____ Material
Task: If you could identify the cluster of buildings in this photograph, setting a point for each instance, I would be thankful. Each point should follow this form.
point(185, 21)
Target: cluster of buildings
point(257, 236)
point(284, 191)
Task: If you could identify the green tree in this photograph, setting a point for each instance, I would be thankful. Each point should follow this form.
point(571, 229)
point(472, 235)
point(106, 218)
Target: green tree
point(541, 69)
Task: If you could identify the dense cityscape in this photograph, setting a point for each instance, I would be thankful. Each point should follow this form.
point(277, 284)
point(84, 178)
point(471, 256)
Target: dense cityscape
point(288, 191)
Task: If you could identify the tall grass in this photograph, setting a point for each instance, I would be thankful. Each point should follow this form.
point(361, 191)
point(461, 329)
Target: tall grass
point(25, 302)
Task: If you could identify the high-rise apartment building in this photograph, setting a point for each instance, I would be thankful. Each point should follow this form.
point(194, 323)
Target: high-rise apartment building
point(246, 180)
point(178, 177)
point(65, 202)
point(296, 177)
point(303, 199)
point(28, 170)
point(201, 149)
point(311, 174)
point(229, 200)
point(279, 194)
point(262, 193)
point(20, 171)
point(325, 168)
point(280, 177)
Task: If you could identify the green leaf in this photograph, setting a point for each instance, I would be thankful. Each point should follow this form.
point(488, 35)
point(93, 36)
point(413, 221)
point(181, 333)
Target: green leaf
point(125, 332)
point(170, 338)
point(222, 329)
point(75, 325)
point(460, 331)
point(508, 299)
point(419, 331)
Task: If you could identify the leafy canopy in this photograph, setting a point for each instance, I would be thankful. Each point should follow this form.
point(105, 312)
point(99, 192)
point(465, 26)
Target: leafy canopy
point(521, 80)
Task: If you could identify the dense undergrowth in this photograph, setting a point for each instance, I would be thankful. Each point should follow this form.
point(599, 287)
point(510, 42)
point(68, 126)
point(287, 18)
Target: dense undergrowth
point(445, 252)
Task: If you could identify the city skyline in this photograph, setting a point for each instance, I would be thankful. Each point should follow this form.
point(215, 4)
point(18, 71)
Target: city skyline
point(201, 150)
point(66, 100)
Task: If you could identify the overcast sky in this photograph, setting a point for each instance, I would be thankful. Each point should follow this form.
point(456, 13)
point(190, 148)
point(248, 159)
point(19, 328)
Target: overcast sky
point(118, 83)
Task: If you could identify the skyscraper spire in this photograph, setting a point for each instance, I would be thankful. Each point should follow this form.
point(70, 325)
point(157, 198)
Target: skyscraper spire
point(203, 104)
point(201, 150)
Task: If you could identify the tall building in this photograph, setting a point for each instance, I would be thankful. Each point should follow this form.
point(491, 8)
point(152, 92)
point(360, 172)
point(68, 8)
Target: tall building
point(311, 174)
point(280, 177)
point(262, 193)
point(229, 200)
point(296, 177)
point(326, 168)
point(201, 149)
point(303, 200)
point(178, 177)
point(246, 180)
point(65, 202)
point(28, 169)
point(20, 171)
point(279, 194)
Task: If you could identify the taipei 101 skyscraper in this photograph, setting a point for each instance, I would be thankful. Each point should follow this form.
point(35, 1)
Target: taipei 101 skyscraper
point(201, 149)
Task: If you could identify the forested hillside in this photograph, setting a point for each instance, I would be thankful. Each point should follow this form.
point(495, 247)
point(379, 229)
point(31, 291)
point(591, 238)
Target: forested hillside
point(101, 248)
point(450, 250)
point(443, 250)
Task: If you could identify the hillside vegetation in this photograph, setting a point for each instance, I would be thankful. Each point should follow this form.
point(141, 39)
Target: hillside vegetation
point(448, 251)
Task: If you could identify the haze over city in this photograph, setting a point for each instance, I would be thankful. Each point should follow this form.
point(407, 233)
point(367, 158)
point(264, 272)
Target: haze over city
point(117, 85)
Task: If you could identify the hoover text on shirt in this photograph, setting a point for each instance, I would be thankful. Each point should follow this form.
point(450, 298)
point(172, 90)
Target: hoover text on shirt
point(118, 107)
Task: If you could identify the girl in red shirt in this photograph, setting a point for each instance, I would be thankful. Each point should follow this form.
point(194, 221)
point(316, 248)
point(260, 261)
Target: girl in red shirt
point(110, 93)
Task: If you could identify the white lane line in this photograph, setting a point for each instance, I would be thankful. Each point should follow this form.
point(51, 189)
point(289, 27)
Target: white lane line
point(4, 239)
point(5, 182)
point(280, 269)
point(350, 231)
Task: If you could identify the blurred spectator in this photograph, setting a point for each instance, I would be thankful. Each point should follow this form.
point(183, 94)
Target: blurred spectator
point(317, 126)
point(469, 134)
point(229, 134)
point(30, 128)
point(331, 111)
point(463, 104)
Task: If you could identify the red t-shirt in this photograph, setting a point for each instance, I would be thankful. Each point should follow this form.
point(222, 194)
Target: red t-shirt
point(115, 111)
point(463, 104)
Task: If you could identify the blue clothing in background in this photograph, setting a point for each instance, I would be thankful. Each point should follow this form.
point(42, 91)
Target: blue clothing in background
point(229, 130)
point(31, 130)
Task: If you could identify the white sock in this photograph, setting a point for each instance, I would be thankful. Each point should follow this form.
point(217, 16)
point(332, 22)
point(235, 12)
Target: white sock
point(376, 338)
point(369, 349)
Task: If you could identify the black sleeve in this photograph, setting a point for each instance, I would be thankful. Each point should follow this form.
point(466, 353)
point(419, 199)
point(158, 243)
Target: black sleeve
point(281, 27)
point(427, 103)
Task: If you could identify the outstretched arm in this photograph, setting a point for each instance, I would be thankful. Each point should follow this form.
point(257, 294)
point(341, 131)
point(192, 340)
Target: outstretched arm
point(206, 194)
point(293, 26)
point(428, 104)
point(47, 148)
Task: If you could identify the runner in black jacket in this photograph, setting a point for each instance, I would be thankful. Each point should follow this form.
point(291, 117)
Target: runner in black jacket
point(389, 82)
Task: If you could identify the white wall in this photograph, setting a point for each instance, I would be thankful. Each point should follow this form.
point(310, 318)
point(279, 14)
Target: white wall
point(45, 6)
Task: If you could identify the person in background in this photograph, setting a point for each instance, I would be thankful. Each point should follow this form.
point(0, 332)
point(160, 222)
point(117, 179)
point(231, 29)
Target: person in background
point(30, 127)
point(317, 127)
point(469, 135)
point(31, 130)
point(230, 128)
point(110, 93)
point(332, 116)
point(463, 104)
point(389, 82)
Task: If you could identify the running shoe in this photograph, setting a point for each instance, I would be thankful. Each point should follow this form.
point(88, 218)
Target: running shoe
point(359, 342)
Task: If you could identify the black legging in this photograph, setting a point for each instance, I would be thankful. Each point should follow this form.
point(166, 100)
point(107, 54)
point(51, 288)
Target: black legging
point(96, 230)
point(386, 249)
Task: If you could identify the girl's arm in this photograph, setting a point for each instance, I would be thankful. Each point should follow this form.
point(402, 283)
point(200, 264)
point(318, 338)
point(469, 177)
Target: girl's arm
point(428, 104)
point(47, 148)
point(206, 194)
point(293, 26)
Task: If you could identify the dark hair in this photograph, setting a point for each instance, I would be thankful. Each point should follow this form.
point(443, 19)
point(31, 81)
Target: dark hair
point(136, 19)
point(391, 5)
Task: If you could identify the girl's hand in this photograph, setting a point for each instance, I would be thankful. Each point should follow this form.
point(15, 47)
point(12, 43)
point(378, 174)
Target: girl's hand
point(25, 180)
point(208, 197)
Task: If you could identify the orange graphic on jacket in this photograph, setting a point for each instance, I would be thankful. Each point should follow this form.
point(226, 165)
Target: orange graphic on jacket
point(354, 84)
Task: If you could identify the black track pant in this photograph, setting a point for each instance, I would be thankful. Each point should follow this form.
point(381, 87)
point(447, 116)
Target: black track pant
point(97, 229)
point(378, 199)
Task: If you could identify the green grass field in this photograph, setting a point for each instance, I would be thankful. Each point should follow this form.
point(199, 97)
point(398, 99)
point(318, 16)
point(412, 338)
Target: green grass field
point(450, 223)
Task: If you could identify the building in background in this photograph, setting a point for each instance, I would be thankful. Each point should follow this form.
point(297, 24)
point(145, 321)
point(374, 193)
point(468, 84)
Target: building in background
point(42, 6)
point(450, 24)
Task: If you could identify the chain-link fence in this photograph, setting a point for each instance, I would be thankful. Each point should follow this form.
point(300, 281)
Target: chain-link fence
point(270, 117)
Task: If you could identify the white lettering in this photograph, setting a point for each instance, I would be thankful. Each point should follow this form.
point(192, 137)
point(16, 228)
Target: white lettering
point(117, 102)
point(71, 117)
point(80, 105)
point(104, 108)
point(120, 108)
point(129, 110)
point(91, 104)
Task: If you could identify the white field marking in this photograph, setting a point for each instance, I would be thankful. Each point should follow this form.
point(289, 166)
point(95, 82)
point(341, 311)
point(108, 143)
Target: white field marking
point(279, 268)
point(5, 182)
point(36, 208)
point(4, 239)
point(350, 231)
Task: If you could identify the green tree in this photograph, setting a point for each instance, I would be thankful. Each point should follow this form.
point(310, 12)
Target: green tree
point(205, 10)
________
■ **Exercise task**: Please recast the lines of the coordinate labeling data, from the line containing "Task: If you could identify the building" through the last line, as a JSON list of strings with one string per line. Leave out any blank lines.

■ **Right answer**:
[
  "Task: If you could identify the building in background in this photograph, setting a point for each instance, I would be thankful. Each point should follow this form.",
  "point(297, 24)",
  "point(145, 321)",
  "point(374, 193)",
  "point(468, 84)",
  "Target: building in background",
  "point(42, 6)",
  "point(450, 24)",
  "Task: If you could identify the chain-link fence in this photograph, setting a point for each instance, I would be thankful. Each point should follow this form.",
  "point(300, 281)",
  "Target: chain-link fence",
  "point(270, 117)",
  "Task: If you could identify the white lettering in this photograph, setting a point for each instance, I would be thankful. Each point should follow this form.",
  "point(192, 137)",
  "point(16, 228)",
  "Target: white lettering",
  "point(117, 102)",
  "point(71, 117)",
  "point(80, 105)",
  "point(104, 108)",
  "point(120, 108)",
  "point(129, 110)",
  "point(91, 104)",
  "Task: If you could identify the white field marking in this photograph, setting a point for each instance, I would be thankful. Each point should follow this form.",
  "point(289, 166)",
  "point(95, 82)",
  "point(341, 311)",
  "point(108, 143)",
  "Target: white field marking",
  "point(279, 268)",
  "point(5, 182)",
  "point(36, 208)",
  "point(4, 239)",
  "point(350, 231)",
  "Task: If you could identify the green tree in this photograph, setting a point for each instance, I would be thankful. Each point should follow this form.",
  "point(310, 12)",
  "Target: green tree",
  "point(205, 10)"
]